== Extrait à lire ==

La cause ? La dissolution des brigades de contrôle de la Régie des tabacs y est pour
beaucoup. Puisant leur légitimité du statut d’opérateur public de la compagnie,
ces unités effectuaient des patrouilles de contrôle régulières et musclées chez
les vendeurs de cigarettes au détail et de contrebande. Leurs actions
s’avéraient très efficaces dans la lutte contre et la contrebande et la revente
au détail. Après la privatisation de l’entreprise, celle-ci a été privée de cet
instrument efficace de répression. Résultat : une recrudescence de la
contrebande. Pire, Casablanca s’est transformée, en quelques mois, en une
véritable plaque tournante où presque toute la marchandise de contrebande
transitait avant d’être dispatchée partout au Maroc. Plusieurs hangars de
revente au gros de la cigarette de contrebande et tout un réseau de
distribution y ont été installés.  

Le problème a fait tellement de dégâts chez le nouvel opérateur qu’il a
appelé les pouvoirs publics à la rescousse. Il a ainsi obtenu l’engagement de
l’Etat à mettre en place une commission nationale de lutte contre la
contrebande de cigarettes. Présidé par le directeur général de l’Administration
des douanes et impôts indirects, cet organe qui comprend également des
représentants de l’Intérieur, de la Gendarmerie royale, la DGSN et la Justice, a élaboré un plan
d’action concerté pour la lutte contre le phénomène. Les actions de cette
commission et les opérations de saisies effectuées par les différents services
de contrôle (FAR, DGSN, Forces auxiliaires et Douane), ont vite donné leurs
fruits. La part de marché des cigarettes de contrebande est progressivement
descendue de 25% à 10%. Les actions de lutte contre ce phénomène menées
«individuellement» par Altadis y ont été également pour quelque chose. Après
son installation au Maroc, l’ex-opérateur franco-espagnol (aujourd’hui racheté
par le britannique Imperial Tobacco) a fait fonctionner ses réseaux et
multiplié les pressions pour mettre un frein aux flux importants de cigarettes
de contrebande en provenance du voisin ibérique. Le résultat a été immédiat :
les autorités espagnoles ont fermé les magasins de vente de cigarettes qui se
trouvaient dans le quartier industriel à l’entrée de Sebta et Mellilia et qui
servaient de transit pour un important réseau de trafic de cigarettes de
contrebande vers le Maroc.

===
== Liste des items ==

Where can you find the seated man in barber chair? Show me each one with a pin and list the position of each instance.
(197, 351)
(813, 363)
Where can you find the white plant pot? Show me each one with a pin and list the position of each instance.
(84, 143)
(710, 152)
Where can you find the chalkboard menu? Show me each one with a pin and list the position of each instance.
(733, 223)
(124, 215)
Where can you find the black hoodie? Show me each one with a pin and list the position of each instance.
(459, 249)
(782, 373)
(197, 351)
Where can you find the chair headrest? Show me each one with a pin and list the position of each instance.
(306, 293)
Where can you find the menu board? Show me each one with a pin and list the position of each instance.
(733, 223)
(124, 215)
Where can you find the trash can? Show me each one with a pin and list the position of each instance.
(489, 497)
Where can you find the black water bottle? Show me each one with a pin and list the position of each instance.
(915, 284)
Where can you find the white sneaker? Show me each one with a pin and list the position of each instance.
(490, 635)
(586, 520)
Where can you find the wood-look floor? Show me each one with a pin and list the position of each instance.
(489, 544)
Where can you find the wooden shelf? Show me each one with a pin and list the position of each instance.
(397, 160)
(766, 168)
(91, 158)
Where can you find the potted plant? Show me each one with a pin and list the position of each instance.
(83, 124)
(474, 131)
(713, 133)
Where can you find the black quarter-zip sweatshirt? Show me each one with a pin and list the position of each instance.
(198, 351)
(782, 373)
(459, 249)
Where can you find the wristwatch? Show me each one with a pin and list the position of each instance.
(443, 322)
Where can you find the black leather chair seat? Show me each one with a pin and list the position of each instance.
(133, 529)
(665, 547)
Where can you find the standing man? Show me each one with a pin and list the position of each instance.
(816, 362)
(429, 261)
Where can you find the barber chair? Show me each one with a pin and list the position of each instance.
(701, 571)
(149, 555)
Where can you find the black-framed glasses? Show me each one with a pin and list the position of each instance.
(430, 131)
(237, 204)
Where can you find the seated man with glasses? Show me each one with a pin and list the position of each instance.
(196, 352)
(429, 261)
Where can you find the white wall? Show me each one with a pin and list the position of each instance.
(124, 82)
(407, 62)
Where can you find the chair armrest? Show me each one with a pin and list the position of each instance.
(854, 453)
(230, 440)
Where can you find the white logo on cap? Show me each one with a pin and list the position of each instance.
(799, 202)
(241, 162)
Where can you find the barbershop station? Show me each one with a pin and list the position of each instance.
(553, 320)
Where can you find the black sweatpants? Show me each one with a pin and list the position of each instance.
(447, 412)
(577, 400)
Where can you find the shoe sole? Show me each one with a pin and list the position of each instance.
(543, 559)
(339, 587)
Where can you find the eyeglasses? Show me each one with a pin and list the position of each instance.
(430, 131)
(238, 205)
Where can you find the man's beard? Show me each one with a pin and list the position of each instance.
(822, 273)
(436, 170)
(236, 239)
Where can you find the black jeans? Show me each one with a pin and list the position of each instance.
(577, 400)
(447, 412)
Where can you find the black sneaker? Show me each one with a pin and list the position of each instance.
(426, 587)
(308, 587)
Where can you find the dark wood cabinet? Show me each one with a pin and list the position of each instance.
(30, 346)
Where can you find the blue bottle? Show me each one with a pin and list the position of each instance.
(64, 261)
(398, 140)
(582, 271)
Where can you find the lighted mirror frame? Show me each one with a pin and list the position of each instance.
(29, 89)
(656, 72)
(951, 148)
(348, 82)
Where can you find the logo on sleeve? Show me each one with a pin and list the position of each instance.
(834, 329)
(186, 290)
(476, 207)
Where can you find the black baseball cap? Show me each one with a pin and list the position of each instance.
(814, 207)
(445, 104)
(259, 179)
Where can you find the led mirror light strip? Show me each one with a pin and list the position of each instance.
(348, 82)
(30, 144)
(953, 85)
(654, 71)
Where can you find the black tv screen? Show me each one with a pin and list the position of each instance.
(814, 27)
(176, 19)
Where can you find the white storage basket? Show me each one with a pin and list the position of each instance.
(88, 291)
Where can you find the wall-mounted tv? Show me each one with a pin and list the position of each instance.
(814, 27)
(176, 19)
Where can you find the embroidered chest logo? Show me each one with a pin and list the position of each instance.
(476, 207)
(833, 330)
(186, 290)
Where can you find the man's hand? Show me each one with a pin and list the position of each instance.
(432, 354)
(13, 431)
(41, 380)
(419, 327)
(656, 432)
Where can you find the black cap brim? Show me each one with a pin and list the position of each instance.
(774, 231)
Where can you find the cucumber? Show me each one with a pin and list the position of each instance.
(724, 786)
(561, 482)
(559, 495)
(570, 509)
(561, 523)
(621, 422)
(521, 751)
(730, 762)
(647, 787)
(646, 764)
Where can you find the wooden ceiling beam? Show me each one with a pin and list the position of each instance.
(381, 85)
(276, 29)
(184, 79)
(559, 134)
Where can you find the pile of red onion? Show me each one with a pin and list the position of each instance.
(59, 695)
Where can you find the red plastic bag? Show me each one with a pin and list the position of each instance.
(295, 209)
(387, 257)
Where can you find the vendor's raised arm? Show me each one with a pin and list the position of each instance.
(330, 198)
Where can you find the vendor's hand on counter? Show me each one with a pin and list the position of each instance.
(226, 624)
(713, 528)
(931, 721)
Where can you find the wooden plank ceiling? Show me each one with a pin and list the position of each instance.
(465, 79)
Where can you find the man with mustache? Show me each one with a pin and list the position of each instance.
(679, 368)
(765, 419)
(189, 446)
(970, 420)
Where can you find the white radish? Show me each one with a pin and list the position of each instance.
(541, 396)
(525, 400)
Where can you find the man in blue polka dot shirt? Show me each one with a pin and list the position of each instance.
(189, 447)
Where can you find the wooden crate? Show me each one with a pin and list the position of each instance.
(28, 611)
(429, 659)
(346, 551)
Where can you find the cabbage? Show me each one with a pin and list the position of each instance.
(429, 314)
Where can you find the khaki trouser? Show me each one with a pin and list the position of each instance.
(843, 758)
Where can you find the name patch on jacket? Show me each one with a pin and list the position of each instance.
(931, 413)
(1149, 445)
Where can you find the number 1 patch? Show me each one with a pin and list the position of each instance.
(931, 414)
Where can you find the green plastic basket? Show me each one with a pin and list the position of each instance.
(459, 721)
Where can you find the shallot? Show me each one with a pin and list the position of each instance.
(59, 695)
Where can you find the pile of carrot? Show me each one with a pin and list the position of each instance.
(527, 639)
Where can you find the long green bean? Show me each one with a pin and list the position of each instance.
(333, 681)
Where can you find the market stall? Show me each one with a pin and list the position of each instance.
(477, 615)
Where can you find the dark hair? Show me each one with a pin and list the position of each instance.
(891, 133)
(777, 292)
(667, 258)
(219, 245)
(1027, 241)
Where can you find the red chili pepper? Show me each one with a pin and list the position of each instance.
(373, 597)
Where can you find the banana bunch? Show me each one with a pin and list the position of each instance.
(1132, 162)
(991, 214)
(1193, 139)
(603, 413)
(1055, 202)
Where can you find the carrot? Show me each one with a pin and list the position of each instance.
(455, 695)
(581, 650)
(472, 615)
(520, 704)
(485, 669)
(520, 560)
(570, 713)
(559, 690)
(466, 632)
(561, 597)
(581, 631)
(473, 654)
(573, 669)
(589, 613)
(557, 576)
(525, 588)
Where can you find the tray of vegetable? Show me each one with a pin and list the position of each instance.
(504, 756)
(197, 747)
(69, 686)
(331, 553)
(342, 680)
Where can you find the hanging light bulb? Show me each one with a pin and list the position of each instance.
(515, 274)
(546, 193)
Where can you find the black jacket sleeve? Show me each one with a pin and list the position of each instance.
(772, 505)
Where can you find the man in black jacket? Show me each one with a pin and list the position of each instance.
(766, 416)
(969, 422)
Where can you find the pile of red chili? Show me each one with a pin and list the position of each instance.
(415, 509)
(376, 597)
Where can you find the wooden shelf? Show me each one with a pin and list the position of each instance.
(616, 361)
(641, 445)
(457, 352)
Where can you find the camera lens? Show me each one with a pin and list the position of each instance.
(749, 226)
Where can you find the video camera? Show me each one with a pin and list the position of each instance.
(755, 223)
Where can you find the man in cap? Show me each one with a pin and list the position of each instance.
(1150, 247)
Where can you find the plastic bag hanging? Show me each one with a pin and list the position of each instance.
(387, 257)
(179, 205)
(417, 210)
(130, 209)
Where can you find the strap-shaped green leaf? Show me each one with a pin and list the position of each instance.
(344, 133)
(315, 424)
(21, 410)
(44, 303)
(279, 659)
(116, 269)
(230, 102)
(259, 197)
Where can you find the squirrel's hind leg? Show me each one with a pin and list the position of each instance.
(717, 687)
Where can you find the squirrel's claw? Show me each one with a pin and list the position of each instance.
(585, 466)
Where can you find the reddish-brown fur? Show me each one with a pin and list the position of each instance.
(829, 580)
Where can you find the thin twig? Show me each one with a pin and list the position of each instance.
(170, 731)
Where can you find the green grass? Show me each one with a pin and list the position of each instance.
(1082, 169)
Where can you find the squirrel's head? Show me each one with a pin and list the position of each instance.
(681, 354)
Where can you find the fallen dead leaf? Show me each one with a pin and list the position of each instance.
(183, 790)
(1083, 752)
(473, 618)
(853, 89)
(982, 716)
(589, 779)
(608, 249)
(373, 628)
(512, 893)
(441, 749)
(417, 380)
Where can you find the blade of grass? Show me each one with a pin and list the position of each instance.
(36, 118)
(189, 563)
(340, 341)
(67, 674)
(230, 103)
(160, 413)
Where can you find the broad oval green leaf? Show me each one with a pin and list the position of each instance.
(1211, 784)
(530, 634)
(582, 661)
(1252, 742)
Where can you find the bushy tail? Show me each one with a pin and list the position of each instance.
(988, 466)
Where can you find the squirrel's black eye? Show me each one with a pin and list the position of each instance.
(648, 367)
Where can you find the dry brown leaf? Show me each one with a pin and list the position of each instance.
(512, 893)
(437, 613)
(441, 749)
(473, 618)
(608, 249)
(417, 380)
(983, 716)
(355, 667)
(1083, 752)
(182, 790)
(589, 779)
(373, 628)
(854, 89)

===

Liste des tâches
a) Dans l'extrait sur la contrebande de cigarettes, relevez tous les services de contrôle nommés entre parenthèses parmi ceux qui ont effectué des opérations de saisies.
b) Traduisez en anglais cette phrase de l'extrait sur la contrebande de cigarettes : « Le problème a fait tellement de dégâts chez le nouvel opérateur qu'il a appelé les pouvoirs publics à la rescousse. »
c) Poursuivez l'extrait sur la contrebande de cigarettes au Maroc à partir de sa dernière phrase.
Les items n'ont aucun rôle dans ce travail.

Réponses attendues
a) FAR, DGSN, Forces auxiliaires, Douane

b) The problem did so much damage to the new operator that it called on the public authorities for help.

c)
Focus :Marocains : 411 cigarettes par an, et des Marquise de
préférence

Contrairement à ce qu’on aurait pensé, le Maroc n’est pas un pays de grands
fumeurs. Selon le cabinet international de statistiques ERC, la consommation
nationale par habitant et par an y est de 411 cigarettes, contre 524 en
Algérie, 621 en Arabie Saoudite et 933 en France. Mais la consommation des
cigarettes est surtout très élevée au pays des Pharaons. Les Egyptiens fument
en moyenne 1 046 cigarettes par habitant et par an. Il y a pire : les Tunisiens
qui consomment en moyenne 1 385 cigarettes par habitant et par an. Le triste
record est détenu par nos voisins ibériques qui consomment en moyenne 2 231
cigarettes par habitant et par an. Si on fume moins que nos voisins, on a de
plus en plus une préférence pour les cigarettes blondes locales. En 2009, la
marque Marquise représente 61% des cigarettes commercialisées sur le marché
officiel, toutes catégories confondues, avec près de 8 milliards d’unités. En
2003, ce pourcentage était de 36 %.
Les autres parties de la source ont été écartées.